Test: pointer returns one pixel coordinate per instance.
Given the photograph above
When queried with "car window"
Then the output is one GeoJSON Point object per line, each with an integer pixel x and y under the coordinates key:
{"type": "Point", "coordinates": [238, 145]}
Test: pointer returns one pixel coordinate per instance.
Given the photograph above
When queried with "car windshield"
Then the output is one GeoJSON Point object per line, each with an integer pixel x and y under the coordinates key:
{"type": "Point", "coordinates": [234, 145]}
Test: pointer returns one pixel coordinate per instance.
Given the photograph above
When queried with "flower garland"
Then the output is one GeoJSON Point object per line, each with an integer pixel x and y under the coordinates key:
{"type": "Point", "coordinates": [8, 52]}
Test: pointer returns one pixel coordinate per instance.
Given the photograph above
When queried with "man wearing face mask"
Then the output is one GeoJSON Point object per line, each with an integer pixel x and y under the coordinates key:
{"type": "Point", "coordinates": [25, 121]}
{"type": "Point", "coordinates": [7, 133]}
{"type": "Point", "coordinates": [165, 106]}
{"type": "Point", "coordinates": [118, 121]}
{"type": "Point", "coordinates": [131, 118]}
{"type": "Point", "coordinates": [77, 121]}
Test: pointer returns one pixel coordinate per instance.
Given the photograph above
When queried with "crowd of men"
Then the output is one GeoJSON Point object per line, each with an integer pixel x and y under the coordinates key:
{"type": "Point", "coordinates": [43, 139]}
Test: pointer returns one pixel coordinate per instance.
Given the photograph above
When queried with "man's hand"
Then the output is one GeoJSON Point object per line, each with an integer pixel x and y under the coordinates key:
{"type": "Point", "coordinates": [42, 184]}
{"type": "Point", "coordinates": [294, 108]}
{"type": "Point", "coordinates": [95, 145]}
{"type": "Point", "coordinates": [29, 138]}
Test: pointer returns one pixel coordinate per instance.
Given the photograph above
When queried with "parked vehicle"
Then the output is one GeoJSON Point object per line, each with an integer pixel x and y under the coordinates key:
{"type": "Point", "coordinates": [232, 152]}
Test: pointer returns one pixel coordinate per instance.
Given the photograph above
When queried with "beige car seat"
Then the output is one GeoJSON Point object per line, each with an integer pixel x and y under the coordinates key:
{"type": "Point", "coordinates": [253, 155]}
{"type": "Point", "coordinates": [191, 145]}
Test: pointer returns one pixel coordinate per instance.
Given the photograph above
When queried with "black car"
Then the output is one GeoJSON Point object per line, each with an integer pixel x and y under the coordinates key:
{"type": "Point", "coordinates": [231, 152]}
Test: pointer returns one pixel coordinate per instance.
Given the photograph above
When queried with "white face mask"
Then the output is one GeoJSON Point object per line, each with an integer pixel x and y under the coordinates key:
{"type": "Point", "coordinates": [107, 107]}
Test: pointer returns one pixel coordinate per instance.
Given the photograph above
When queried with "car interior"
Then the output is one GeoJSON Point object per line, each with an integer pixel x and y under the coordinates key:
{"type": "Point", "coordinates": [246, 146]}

**TASK DETAILS**
Transcribe all lines as written.

**SOLUTION FOR THIS PROBLEM**
Test: pointer returns one pixel coordinate per instance.
Given the photograph above
When queried with "car window"
Then the output is one GeoJSON Point object per line, each with an integer pixel x and y under the coordinates key:
{"type": "Point", "coordinates": [238, 145]}
Test: pointer returns one pixel coordinate per instance.
Given the photograph above
When queried with "car windshield"
Then the output is one GeoJSON Point object per line, each with an integer pixel x and y under the coordinates key:
{"type": "Point", "coordinates": [234, 145]}
Test: pointer returns one pixel coordinate per instance.
Given the photograph above
When queried with "flower garland"
Then the output is one GeoJSON Point object per line, each with an integer pixel x and y under the coordinates key:
{"type": "Point", "coordinates": [8, 52]}
Test: pointer returns one pixel coordinate per instance.
Given the photograph above
When queried with "man wearing face mask"
Then the output is one GeoJSON Point object per line, each with an integer pixel x and y under the coordinates key:
{"type": "Point", "coordinates": [25, 121]}
{"type": "Point", "coordinates": [7, 133]}
{"type": "Point", "coordinates": [165, 106]}
{"type": "Point", "coordinates": [118, 121]}
{"type": "Point", "coordinates": [131, 118]}
{"type": "Point", "coordinates": [77, 121]}
Test: pointer returns one pixel coordinate per instance.
Given the photograph above
When queried with "crowd of men"
Then the output is one GeoJSON Point object per line, each with an integer pixel x and y under the coordinates key:
{"type": "Point", "coordinates": [43, 139]}
Test: pointer returns one pixel coordinate per instance.
Given the photograph above
When queried with "man's hand"
Then the output is one GeoJSON Point object per line, each with an integer pixel x and y under the coordinates key:
{"type": "Point", "coordinates": [42, 184]}
{"type": "Point", "coordinates": [294, 108]}
{"type": "Point", "coordinates": [95, 145]}
{"type": "Point", "coordinates": [29, 138]}
Test: pointer returns one pixel coordinate per instance.
Given the photograph above
When queried with "parked vehicle"
Then the output is one GeoJSON Point object per line, each with an integer pixel x and y under the coordinates key:
{"type": "Point", "coordinates": [232, 152]}
Test: pointer returns one pixel coordinate per instance.
Given the photograph above
When queried with "beige car seat"
Then the output is one GeoJSON Point object per line, each with an integer pixel x and y under the coordinates key:
{"type": "Point", "coordinates": [253, 155]}
{"type": "Point", "coordinates": [191, 145]}
Test: pointer returns one pixel coordinate per instance.
Given the photograph above
When queried with "black car"
Then the output is one GeoJSON Point object per line, each with an integer pixel x and y under the coordinates key:
{"type": "Point", "coordinates": [231, 152]}
Test: pointer returns one pixel coordinate per instance.
Given the photograph above
When queried with "white face mask"
Then the output is one GeoJSON Point object per line, each with an integer pixel x and y under the coordinates key:
{"type": "Point", "coordinates": [107, 107]}
Test: pointer returns one pixel coordinate per instance.
Given the photograph above
When queried with "car interior"
Then the output is one GeoJSON Point object per line, each with an integer pixel x and y under the coordinates key:
{"type": "Point", "coordinates": [246, 146]}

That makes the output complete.